SINGULARITY – Place of Chains

SINGULARITY – Place of Chains

Some things just don’t fit together. You can’t put a square peg in a round hole and you can’t put a lipstick on a pig. Apparently, not so with fusion of technical death and neoclassical symphonic black metal, which this Arizonian act makes abundantly clear on their 2nd album, with excellent and highly impressive results.

Singularity was formed in Tempe, Arizona, in 2010 with the intention to fuse technical death in the vein of Pestilence, Obscura, Fleshgod Apocalypse or early Irreversible Mechanism with neoclassical symphonic black a’la Dimmu Borgir or Old Man’s Child. Singularity debuted with an unnamed demo (2011), followed by another unnamed demo (2012), followed by another one, this time named "A Witdrawal Of Salvation", that same year. 2 years later they independently released the eponymous 1st LP and 2 more years later the Arizonians laid groundwork for the their 2nd full length with the "Void Walker" EP, finally catching attention of The Arisan Era for the release of this here 9 track affair. The album was produced by Jack Fliegler, Jeremy Davis & Mike Low, mixed by Mike Low and mastered by Anagnorisis guitarist Zak Denham, and recorded as Jack Fliegler (vocals, guitars), Adam King (vocals, bass), Nicholas Joseph Pompliano (keyboards) and Nathan Bigelow (drums), but Nick Pompliano tragically died at a fairly young age, before the album’s release.

Although Singularity shares similar lyrical vein with Obscura or Alkaloid, on this album, they focus on a single particular issue addressed on every track – enslavement. The titular place of chains is a reference to a state of imprisonment best referenced in "Desmoterion", the ancient Athenian state prison. A very epic track, "Desmoterion" happens to be one of the best on the record, a fusion of early 2000’s Dimmu Borgir and Dark Tranquillity, with an excellent progressive break with violins and In Mourning-ian transition, over 7 minutes of the best both genres have on offer. Singularity reaches perfection on the closing "As Dark As This Nefarious Night", with fantastic keys a’la Pestilence’s "Testimony Of The Ancients", tight section/guitar cooperation recalling Fear Factory or Chimaira and Alcaloid-ian technical wizzardry, with one of the catchiest riffs and beats in recent memory, crowned with a chorus catchier than influenza in Polish Great Voilvodship in October. Of note are also the similarly infectious "Sysphean Cycle" and more jazzy "Consume And Assume" (with a fantastic transition melody mid-track), but the album really has no bad tracks.
============
Task A:
In the album review, who mastered the album?
Task B:
Reproduce the album review from "Some things just" to "highly impressive results.".

[Records from a data source]
============
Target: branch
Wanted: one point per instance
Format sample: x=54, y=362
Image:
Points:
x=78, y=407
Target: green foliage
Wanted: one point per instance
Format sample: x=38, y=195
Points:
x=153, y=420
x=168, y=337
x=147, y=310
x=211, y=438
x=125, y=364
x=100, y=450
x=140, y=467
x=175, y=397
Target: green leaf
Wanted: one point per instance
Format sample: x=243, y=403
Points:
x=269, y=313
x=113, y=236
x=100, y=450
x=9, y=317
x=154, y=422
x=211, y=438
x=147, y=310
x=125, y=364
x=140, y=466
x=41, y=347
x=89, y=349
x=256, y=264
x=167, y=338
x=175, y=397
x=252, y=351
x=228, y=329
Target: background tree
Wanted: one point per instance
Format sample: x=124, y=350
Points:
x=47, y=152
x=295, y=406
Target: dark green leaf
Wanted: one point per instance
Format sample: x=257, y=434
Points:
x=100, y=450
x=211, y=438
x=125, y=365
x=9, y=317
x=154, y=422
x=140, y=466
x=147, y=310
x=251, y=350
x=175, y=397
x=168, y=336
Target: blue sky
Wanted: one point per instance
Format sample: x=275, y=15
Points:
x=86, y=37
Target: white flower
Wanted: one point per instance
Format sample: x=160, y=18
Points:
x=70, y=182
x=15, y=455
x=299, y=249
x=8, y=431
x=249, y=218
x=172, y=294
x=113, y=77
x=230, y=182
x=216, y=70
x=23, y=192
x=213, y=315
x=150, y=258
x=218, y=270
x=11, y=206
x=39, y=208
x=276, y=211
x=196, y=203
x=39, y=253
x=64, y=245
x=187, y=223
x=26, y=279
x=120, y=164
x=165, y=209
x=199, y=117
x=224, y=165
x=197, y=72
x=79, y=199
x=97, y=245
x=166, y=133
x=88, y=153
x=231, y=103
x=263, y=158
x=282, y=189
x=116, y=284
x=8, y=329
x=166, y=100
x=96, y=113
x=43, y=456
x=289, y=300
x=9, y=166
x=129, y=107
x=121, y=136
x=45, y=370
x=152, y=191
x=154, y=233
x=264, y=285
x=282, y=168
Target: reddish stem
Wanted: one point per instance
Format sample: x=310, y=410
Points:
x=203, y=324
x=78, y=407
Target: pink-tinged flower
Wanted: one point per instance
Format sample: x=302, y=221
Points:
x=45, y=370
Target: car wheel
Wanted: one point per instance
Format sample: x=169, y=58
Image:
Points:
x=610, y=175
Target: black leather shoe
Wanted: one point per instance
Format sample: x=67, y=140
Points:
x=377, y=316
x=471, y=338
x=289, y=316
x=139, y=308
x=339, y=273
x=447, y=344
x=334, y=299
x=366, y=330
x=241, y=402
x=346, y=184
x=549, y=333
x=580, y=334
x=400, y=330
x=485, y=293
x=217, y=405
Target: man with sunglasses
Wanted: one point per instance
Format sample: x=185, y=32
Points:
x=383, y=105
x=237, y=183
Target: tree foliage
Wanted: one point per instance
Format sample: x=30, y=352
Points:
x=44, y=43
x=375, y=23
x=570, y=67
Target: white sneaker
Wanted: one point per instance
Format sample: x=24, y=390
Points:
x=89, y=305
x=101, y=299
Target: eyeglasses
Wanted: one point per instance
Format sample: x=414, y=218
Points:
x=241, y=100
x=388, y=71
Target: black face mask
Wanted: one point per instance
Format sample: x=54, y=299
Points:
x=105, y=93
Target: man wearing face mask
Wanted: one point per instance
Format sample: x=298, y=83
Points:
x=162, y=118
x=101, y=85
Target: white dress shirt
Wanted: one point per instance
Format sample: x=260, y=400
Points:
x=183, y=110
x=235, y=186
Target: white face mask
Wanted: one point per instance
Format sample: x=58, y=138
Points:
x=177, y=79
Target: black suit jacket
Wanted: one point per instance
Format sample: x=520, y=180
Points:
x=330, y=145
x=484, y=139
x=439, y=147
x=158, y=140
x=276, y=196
============
Task answer A:
Anagnorisis guitarist Zak Denham mastered it.

Task answer B:
Some things just don’t fit together. You can’t put a square peg in a round hole and you can’t put a lipstick on a pig. Apparently, not so with fusion of technical death and neoclassical symphonic black metal, which this Arizonian act makes abundantly clear on their 2nd album, with excellent and highly impressive results.